* BEGIN PASSAGE PROVIDED *

Note: map by itself does not let you supply additional args.

edited Apr 23 '20 at 20:38

answered Mar 01 '19 at 18:15

muon

10,786
7
60
76

toto_tico · Answer 9 · 2018-09-09T19:36:50.407

If you want to search recursively (Python 3.5 or above), you can do the following:

from glob import iglob
import pandas as pd

path = r'C:\user\your\path\**\*.csv'

all_rec = iglob(path, recursive=True)     
dataframes = (pd.read_csv(f) for f in all_rec)
big_dataframe = pd.concat(dataframes, ignore_index=True)

Note that the three last lines can be expressed in one single line:

df = pd.concat((pd.read_csv(f) for f in iglob(path, recursive=True)), ignore_index=True)

You can find the documentation of ** here. Also, I used iglobinstead of glob, as it returns an iterator instead of a list.

EDIT: Multiplatform recursive function:

You can wrap the above into a multiplatform function (Linux, Windows, Mac), so you can do:

df = read_df_rec('C:\user\your\path', *.csv)

* END PASSAGE PROVIDED *
* BEGIN RECORDS *

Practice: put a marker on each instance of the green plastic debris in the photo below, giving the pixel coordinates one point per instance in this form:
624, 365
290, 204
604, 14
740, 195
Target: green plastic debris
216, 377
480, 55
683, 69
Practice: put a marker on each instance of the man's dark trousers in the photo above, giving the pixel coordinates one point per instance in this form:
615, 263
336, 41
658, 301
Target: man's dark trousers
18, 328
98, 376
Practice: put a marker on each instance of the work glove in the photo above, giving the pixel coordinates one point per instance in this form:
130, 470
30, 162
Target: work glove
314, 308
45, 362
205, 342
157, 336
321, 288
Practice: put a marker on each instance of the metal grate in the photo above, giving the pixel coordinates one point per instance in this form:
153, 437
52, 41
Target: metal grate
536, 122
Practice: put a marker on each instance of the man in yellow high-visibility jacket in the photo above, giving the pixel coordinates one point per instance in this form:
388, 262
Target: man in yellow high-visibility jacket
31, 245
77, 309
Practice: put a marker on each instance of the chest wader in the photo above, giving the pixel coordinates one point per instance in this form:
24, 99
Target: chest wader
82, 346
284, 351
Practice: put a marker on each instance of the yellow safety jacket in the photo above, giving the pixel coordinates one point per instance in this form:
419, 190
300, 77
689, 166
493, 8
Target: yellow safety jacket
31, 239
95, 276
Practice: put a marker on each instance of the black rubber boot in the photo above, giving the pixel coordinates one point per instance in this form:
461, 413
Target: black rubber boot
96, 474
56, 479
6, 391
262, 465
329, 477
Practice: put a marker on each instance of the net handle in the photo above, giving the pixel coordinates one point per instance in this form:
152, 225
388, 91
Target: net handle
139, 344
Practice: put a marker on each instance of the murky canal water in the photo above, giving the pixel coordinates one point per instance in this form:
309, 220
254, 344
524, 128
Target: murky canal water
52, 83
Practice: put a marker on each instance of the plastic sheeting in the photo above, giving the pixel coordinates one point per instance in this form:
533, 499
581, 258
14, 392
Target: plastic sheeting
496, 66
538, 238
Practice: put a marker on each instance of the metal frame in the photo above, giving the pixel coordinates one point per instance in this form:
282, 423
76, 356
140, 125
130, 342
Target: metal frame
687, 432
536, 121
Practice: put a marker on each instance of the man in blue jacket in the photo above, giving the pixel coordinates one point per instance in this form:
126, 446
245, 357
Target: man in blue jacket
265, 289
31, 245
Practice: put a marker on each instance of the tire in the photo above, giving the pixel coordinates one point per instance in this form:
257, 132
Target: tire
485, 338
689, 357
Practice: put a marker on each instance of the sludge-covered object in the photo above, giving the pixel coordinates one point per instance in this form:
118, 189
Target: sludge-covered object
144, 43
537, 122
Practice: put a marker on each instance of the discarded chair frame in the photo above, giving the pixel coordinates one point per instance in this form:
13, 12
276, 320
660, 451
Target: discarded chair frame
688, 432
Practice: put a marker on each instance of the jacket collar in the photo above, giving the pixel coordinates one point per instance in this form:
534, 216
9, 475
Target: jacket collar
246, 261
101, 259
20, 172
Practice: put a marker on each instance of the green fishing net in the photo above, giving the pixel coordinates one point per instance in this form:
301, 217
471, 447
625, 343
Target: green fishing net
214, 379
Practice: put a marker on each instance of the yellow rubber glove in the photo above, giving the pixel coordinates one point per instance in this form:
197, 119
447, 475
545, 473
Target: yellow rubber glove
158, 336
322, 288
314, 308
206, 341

* END RECORDS *

• THINGS TO DO:
**1)** According to the pandas CSV thread, which Python version is needed for the recursive search?
**2)** Extend the pandas CSV thread from where it stops.

• WRITTEN RESPONSES:
**1)** Python 3.5 or above.

**2)**
Here is the function:

from glob import iglob
from os.path import join
import pandas as pd

def read_df_rec(path, fn_regex=r'*.csv'):
    return pd.concat((pd.read_csv(f) for f in iglob(
        join(path, '**', fn_regex), recursive=True)), ignore_index=True)

score 7 · Answer 10 · answered Nov 16 '21 at 19:20

Inspired from MrFun's answer:

import glob
import pandas as pd

list_of_csv_files = glob.glob(directory_path + '/*.csv')
list_of_csv_files.sort()

df = pd.concat(map(pd.read_csv, list_of_csv_files), ignore_index=True)

Notes:

By default, the list of files generated through glob.glob is not sorted. On the other hand, in many scenarios, it's required to be sorted e.g. one may want to analyze number of sensor-frame-drops v/s timestamp.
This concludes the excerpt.